» **Passage cité**:
********
Jean Pierre Masson
25 août 1918 - 11
Mars 1995
Jean-Pierre Masson naît le 25
août 1918 à Sainte-Agathe dans les Laurentides. Il a vécu sa jeunesse dans la
misère. Son père est mort lorsqu’il était très jeune et sa mère cousait la
nuit, pour faire vivre ses six enfants. À la suite du décès de son père, sa
mère place ses enfants dans un orphelinat. Jean-Pierre a gardé un excellent
souvenir des sœurs qu’il a connues. La communauté religieuse payait ses études
classiques au Séminaire de Saint- Hyacinthe.
Aux dires de ses anciens
camarades du Séminaire, Jean-Pierre aimait beaucoup participer aux
représentations de théâtre. Il apprenait ses textes à la dernière minute et
n'aimait pas se faire dire par les autres acteurs qu’il était paresseux parce
qu’il n’apprenait pas ses textes à temps. Malgré ce défaut, il était très bon
et très populaire, il n’acceptait pas que les autres aient des blancs de
mémoire, même si ça lui arrivait souvent; il était perfectionniste et un peu
soupe au lait. Mgr Gérard Dupuis raconte : « Alors, il arrivait que dans les
répétitions, à un moment donné, il improvisait. Il embarrassait ses compagnons,
nécessairement, ça les embêtaient, ils ne savaient pas quoi répondre, ils
étaient perdus. Il cherchait à frôler le décor pour que le souffleur lui donne
la réplique qu’il devait dire. C’était quand il avait le trac réellement, que
Jean-Pierre était bon. » (1) Le père Émile Legault, directeur de la troupe Les
Compagnons de Saint-Laurent, alla assister à une pièce où Jean-Pierre jouait un
empereur de Rome et le père Legault le remarqua. C’était à la fin des années
1930, son chemin était tracé, mais pour l’instant, il l’ignore.
********
» **Énoncé 1**: Pour chacune des affirmations suivantes, dites si elle concorde avec le passage sur Jean-Pierre Masson, par oui ou par non, en citant les mots du passage qui tranchent. (a) Jean-Pierre Masson est né dans les Laurentides. (b) C'est sa mère qui payait ses études classiques. (c) Il apprenait ses textes longtemps avant les représentations.
» **Énoncé 2**: Prolongez le passage sur Jean-Pierre Masson à partir de sa dernière phrase.

» **Données**:
********
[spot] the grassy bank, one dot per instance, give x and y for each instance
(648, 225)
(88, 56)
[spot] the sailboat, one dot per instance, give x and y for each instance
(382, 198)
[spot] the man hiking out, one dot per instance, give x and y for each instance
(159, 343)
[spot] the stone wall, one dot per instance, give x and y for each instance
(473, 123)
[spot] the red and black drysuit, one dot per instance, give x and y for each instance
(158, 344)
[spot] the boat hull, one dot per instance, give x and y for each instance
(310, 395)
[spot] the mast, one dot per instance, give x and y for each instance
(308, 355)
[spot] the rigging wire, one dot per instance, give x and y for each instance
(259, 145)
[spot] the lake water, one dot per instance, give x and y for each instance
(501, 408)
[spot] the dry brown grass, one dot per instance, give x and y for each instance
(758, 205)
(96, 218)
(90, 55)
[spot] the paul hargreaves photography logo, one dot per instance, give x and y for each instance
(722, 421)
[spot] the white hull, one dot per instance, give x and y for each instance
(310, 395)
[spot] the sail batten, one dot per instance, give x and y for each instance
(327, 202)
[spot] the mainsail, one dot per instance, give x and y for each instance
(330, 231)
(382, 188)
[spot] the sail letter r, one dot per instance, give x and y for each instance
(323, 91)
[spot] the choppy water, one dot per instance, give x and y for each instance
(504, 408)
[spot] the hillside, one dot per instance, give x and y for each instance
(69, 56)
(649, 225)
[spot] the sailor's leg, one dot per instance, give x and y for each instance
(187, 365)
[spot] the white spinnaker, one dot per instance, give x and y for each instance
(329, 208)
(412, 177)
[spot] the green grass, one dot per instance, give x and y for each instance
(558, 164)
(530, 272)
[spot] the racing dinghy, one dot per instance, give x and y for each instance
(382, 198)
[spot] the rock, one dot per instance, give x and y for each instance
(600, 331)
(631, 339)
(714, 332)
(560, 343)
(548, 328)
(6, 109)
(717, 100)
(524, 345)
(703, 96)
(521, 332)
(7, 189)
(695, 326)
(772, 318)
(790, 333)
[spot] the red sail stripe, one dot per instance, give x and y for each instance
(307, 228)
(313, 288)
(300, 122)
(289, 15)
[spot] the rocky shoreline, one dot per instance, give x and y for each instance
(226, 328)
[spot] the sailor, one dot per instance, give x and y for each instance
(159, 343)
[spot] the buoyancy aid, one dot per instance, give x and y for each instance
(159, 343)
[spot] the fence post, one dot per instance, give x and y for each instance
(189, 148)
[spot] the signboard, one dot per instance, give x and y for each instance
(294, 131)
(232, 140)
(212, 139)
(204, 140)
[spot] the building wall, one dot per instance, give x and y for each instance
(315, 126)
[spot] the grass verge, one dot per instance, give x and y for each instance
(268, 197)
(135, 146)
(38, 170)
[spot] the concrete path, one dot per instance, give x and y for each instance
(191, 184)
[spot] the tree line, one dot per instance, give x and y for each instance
********
» **Réponse 1**:
(a) Oui : « août 1918 à Sainte-Agathe dans les Laurentides ».
(b) Non : « La communauté religieuse payait ses études classiques ».
(c) Non : « Il apprenait ses textes à la dernière minute ».

» **Réponse 2**:
En effet, il décidera de faire
ses études universitaires en droit. Pour payer ses études, il fera du théâtre
et il travaillera sur des bateaux à Sorel durant la Deuxième Guerre Mondiale.
Pendant son séjour à l’Université de Montréal (1939 à 1943), sa fiancée
n’aimait pas qu’il pratique le théâtre, parce que ça lui enlevait du temps pour
étudier. Il a réussi ses examens du Barreau, mais il préférait le monde de la
scène et de la radio.
Jean-Pierre était reconnu, chez
Les Compagnons de Saint-Laurent, comme un type qui aimait rire et jouer des
tours, Jean-Louis Roux raconte une anecdote qui s’est produite à Saint- Raymond
de Portneuf : « Il fallait rentrer au chalet en chaloupe et souvent, c’était
George Groulx qui ramait et c’était Jean-Pierre qui dirigeait derrière, qui
donnait la direction de la chaloupe. Alors Jean-Pierre s’arrangeait pour que la
chaloupe tourne en rond et alors il engueulait George Groulx en lui disant : «
Mais George, qu’est-ce que tu fais? » George lui disait : « Ben, j’rame, j'rame
» Évidemment, tout le monde était au courant et on s’amusait beaucoup » (2)
Avant d’être un téléroman, La
famille Plouffe était présentée à la radio. Jean-Pierre jouait le rôle d’Ovide
Plouffe. En 1953, un an après l’arrivée de la télévision, on annonce que La
famille Plouffe deviendra un téléroman, ce sera le premier fait au Québec.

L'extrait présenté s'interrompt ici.